Edit the items below by changing every "Respond with" to "Answer with". Leave all other text as it is.

Dataset rows:
* Begin *

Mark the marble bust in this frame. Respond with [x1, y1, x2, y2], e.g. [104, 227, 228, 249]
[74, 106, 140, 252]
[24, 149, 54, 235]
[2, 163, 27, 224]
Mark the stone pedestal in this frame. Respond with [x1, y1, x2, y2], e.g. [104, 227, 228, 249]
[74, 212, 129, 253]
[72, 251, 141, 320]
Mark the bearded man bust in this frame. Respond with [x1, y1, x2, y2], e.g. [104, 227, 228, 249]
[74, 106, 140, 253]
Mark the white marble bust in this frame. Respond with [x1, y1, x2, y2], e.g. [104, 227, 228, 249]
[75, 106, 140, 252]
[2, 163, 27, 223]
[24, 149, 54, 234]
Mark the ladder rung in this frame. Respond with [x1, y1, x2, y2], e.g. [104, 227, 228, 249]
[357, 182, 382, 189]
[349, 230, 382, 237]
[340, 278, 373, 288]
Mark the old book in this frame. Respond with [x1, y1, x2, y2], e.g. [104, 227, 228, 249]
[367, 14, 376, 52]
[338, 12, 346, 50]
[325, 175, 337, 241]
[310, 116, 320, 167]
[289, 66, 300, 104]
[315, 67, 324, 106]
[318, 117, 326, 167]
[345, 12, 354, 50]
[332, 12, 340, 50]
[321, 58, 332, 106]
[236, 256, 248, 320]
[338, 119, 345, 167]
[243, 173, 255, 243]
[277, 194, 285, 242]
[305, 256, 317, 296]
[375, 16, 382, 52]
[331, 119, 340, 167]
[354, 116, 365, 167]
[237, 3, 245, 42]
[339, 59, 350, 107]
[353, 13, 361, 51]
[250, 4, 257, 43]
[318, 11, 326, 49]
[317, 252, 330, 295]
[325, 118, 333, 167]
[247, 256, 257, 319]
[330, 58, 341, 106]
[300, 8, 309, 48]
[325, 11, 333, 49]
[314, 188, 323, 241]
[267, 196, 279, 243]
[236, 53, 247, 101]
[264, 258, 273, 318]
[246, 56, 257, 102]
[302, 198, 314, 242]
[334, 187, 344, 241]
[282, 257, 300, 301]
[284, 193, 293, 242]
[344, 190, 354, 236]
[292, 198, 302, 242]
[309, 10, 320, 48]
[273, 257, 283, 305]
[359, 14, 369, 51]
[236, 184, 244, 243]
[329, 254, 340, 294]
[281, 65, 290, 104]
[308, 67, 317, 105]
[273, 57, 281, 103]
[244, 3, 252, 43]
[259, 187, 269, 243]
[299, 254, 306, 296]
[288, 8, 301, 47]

* End *

SOLUTION TO THIS PROBLEM
Mark the marble bust in this frame. Answer with [x1, y1, x2, y2], e.g. [104, 227, 228, 249]
[74, 106, 140, 252]
[24, 149, 54, 235]
[2, 163, 27, 224]
Mark the stone pedestal in this frame. Answer with [x1, y1, x2, y2], e.g. [104, 227, 228, 249]
[74, 212, 129, 253]
[72, 251, 141, 320]
Mark the bearded man bust in this frame. Answer with [x1, y1, x2, y2], e.g. [104, 227, 228, 249]
[74, 106, 140, 253]
Mark the white marble bust in this frame. Answer with [x1, y1, x2, y2], e.g. [104, 227, 228, 249]
[75, 106, 140, 252]
[2, 163, 27, 223]
[24, 149, 54, 234]
Mark the ladder rung in this frame. Answer with [x1, y1, x2, y2], e.g. [104, 227, 228, 249]
[357, 182, 382, 189]
[349, 230, 382, 237]
[340, 278, 373, 288]
Mark the old book in this frame. Answer with [x1, y1, x2, y2], e.g. [104, 227, 228, 249]
[367, 14, 376, 52]
[338, 12, 346, 50]
[325, 175, 337, 241]
[310, 116, 320, 167]
[289, 66, 300, 104]
[315, 67, 324, 106]
[318, 117, 326, 167]
[345, 12, 354, 50]
[332, 12, 340, 50]
[321, 58, 332, 106]
[236, 256, 248, 320]
[338, 119, 345, 167]
[243, 173, 255, 243]
[277, 194, 285, 242]
[305, 256, 317, 296]
[375, 16, 382, 52]
[331, 119, 340, 167]
[354, 116, 365, 167]
[237, 3, 245, 42]
[339, 59, 350, 107]
[353, 13, 361, 51]
[250, 4, 257, 43]
[318, 11, 326, 49]
[317, 252, 330, 295]
[325, 118, 333, 167]
[247, 256, 257, 319]
[330, 58, 341, 106]
[300, 8, 309, 48]
[325, 11, 333, 49]
[314, 188, 323, 241]
[267, 196, 279, 243]
[236, 53, 247, 101]
[264, 258, 273, 318]
[246, 56, 257, 102]
[302, 198, 314, 242]
[334, 187, 344, 241]
[282, 257, 300, 301]
[284, 193, 293, 242]
[344, 190, 354, 236]
[292, 198, 302, 242]
[309, 10, 320, 48]
[273, 257, 283, 305]
[359, 14, 369, 51]
[236, 184, 244, 243]
[329, 254, 340, 294]
[281, 65, 290, 104]
[308, 67, 317, 105]
[273, 57, 281, 103]
[244, 3, 252, 43]
[259, 187, 269, 243]
[299, 254, 306, 296]
[288, 8, 301, 47]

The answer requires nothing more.